### Task to complete
Return the lines below exactly, starting with the line that contains "Would you mind annotating the gray" and stopping after the last line.

Data extracts below:

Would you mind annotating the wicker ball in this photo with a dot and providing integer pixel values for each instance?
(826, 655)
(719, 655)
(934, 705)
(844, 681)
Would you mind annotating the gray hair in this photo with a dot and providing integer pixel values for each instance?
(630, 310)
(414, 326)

End of Data extracts.

### Answer space
Would you mind annotating the gray hair in this photo with a dot and providing integer pixel values for each instance?
(630, 310)
(414, 326)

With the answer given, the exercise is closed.